## WHAT YOU SHOULD DO
Pull out every line of the material that contains the word "shown". Case counts.

= = = =

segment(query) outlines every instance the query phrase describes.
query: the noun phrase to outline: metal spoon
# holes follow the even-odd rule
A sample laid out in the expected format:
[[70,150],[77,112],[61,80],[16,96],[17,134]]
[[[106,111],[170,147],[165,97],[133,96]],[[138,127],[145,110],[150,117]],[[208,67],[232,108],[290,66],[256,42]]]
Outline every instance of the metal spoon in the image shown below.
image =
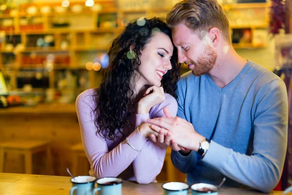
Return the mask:
[[220,184],[219,184],[219,185],[217,187],[217,190],[219,190],[220,188],[221,188],[221,186],[222,186],[222,185],[225,182],[225,180],[226,180],[226,177],[224,176],[224,178],[223,178],[223,180],[221,182],[221,183],[220,183]]
[[77,180],[76,180],[76,179],[75,178],[75,177],[74,176],[73,176],[73,175],[72,175],[71,172],[70,172],[70,171],[69,171],[69,168],[67,167],[67,172],[68,172],[68,174],[69,174],[69,175],[70,176],[71,176],[72,178],[74,179],[74,180],[75,180],[75,182],[77,182]]

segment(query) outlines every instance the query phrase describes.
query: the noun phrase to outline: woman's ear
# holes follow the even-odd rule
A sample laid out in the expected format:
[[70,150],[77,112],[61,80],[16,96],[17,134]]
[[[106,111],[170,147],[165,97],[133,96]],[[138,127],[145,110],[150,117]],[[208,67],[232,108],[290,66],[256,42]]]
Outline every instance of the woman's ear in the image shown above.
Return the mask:
[[135,47],[134,46],[134,45],[132,45],[130,46],[130,52],[131,52],[131,53],[132,53],[133,50],[134,50],[134,48]]

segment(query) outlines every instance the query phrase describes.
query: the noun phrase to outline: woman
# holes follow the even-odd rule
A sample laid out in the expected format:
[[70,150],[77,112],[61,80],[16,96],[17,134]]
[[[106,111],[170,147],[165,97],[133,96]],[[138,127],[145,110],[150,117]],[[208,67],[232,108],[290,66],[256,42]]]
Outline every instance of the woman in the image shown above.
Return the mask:
[[144,20],[144,25],[128,24],[113,40],[110,70],[100,87],[76,99],[90,173],[98,178],[148,183],[163,165],[166,146],[148,138],[156,133],[146,120],[165,117],[165,106],[176,115],[180,66],[170,29],[158,18]]

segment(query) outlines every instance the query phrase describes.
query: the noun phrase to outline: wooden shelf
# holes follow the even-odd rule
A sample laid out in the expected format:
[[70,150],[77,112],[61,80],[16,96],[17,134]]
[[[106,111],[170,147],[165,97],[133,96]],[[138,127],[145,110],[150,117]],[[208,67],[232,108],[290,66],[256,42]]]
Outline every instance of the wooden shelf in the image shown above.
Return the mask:
[[69,52],[68,50],[56,49],[55,47],[26,47],[21,53],[29,52]]
[[149,9],[123,9],[121,11],[124,14],[131,14],[137,13],[144,13],[148,12]]
[[270,3],[240,3],[221,4],[223,9],[265,8],[269,7]]
[[236,29],[236,28],[268,28],[269,25],[268,24],[263,24],[258,25],[230,25],[230,28]]
[[98,47],[88,47],[84,46],[78,46],[74,48],[75,51],[95,51],[101,50],[108,50],[110,48],[110,45],[99,46]]
[[253,43],[232,43],[234,49],[253,49],[253,48],[264,48],[268,47],[267,45],[258,45]]

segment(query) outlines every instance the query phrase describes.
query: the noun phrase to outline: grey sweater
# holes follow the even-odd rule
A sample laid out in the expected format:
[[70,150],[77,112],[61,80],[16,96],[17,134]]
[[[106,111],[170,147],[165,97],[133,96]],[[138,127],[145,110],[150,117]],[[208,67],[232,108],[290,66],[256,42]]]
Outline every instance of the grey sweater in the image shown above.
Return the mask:
[[194,151],[186,156],[172,151],[173,164],[187,174],[188,183],[218,185],[226,176],[225,186],[272,190],[287,145],[287,93],[281,78],[249,61],[223,88],[208,75],[189,72],[177,92],[177,116],[211,139],[202,159]]

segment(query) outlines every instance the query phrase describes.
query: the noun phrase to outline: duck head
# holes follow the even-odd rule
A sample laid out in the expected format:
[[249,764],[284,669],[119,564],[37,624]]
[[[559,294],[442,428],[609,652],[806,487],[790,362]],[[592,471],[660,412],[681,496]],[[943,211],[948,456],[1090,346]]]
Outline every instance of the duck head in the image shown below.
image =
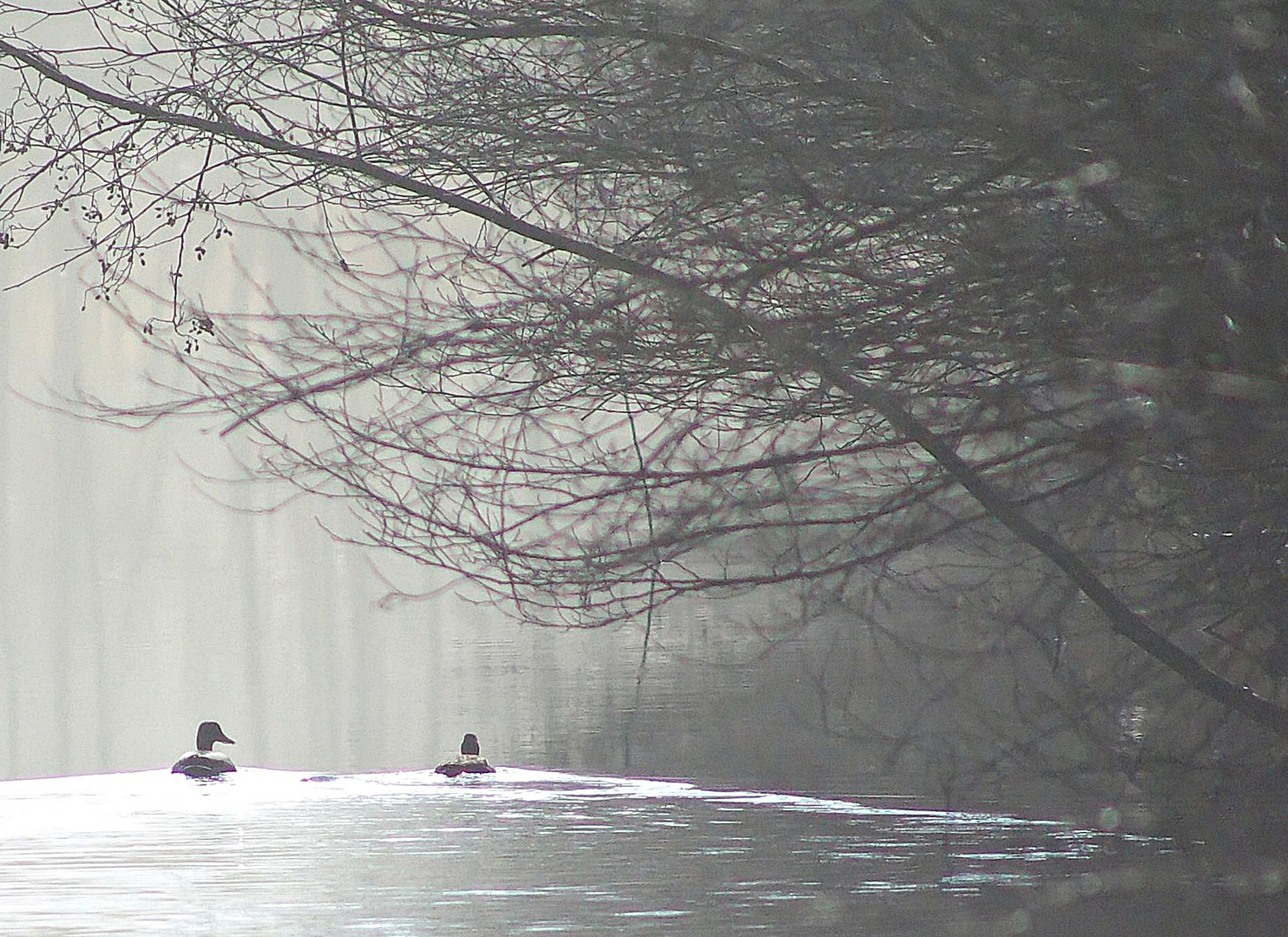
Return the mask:
[[223,741],[228,745],[236,745],[237,743],[224,735],[224,730],[219,727],[218,722],[202,722],[197,726],[197,750],[209,752],[210,747],[216,741]]

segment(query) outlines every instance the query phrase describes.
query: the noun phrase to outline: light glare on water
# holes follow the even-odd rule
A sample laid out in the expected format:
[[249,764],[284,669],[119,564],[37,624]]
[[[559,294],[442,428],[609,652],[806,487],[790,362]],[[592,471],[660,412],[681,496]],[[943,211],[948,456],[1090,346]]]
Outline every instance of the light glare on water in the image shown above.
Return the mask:
[[[1124,842],[1051,821],[506,767],[465,781],[307,777],[0,784],[0,933],[935,933],[983,913],[985,889],[1081,871]],[[903,928],[875,895],[916,898]]]

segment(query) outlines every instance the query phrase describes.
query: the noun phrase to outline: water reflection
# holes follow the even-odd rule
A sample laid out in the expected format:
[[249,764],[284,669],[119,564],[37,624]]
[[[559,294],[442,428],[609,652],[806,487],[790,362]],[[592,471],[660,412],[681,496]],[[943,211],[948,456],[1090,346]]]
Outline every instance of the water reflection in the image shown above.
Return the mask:
[[0,933],[938,934],[1167,849],[1052,821],[522,768],[307,777],[0,784]]

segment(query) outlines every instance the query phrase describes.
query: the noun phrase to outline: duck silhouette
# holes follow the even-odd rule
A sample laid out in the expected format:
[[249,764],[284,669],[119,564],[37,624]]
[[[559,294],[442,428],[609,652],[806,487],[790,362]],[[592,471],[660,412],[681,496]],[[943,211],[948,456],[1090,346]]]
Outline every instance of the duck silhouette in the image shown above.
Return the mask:
[[487,758],[479,756],[479,738],[474,732],[466,732],[461,739],[461,753],[434,768],[437,774],[456,777],[457,775],[489,775],[496,771],[487,763]]
[[211,752],[211,747],[222,741],[225,745],[236,745],[232,739],[224,735],[224,730],[218,722],[202,722],[197,726],[197,750],[188,752],[170,768],[173,775],[187,775],[188,777],[218,777],[219,775],[236,771],[233,759],[223,752]]

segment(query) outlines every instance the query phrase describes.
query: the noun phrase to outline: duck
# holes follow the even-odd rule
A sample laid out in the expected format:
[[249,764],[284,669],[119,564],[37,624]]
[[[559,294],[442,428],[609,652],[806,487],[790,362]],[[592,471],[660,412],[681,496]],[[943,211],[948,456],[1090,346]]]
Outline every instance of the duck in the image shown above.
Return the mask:
[[224,735],[224,730],[219,727],[218,722],[202,722],[197,726],[197,750],[188,752],[183,758],[176,761],[174,767],[170,768],[170,774],[187,775],[188,777],[218,777],[229,771],[236,771],[237,766],[233,765],[232,758],[223,752],[210,750],[216,741],[222,741],[225,745],[237,744]]
[[487,763],[487,758],[479,756],[479,738],[474,732],[466,732],[461,739],[461,753],[434,768],[435,774],[456,777],[457,775],[491,775],[496,768]]

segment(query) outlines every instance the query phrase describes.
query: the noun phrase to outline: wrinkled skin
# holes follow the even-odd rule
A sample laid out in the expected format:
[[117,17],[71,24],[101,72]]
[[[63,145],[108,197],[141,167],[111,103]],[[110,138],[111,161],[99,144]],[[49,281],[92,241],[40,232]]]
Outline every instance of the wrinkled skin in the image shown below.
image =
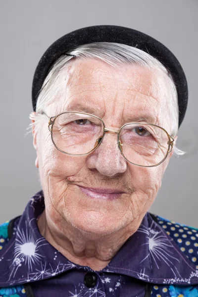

= = = =

## SOLUTION FOR THIS TASK
Outline every instance of the metal spoon in the image shown below.
Outline every instance of the woman's ear in the image shown above.
Outline every instance of the woman in the image shown above.
Outline every instance of the wooden shelf in the image shown above.
Outline every instance of the grey sweater in the image shown above.
Outline every instance of the duck head in the image shown below.
Outline every instance of the light glare on water in the image shown above.
Outline every instance of the water reflection in the image shown above.
Outline every instance of the duck silhouette in the image shown above.
Outline every instance of the duck in the image shown above.
Outline every instance of the wrinkled skin in the image shown below.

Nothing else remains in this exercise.